Author: Mohammed Suliman Posted February 13, 2013
In April 2012, the Hamas government’s Education Ministry in the Gaza Strip announced that it would begin offering Hebrew classes to high school students in 2013. The plan has since been implemented, and ninth-grade students in 14 schools in Gaza now have access to Hebrew-language classes as an elective.
Hebrew is not an entirely foreign language to Palestinians in Gaza since hundreds of thousands of them at some point worked in Israel before Hamas seized control of the coastal territory. According to Reuters, some 50,000 Palestinians in Gaza “retain a grasp” of Hebrew. The decision to teach Hebrew has, unsurprisingly, generated a variety of reactions.
Many Palestinians believe that since Hebrew is the language of their adversary, learning Hebrew is key to understanding the Israelis and dealing with them. They, therefore, see the decision to teach Hebrew as a step in the right direction. For instance, Reuters reported that during the eight-day Israeli military operation in Gaza in November 2012, Hamas and its armed wing, the Izz al-Din al-Qassam Brigades, sent messages to Israelis via statements, videos and broadcasts in Hebrew.

### Point annotation entries
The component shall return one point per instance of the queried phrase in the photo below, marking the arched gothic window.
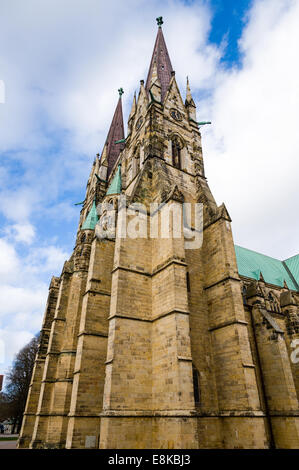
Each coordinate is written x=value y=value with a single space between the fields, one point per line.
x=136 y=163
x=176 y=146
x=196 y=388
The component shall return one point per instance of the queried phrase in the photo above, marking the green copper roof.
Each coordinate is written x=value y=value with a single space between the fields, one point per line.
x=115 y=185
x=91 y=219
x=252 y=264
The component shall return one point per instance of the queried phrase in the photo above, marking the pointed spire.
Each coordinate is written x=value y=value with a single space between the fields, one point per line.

### PROBLEM DESCRIPTION
In the article on Hebrew classes in Gaza, which students now have access to Hebrew as an elective? These entries are separate material with no connection to the article on Hebrew classes in Gaza.

### WORKED SOLUTION
Ninth-grade students in 14 schools in Gaza.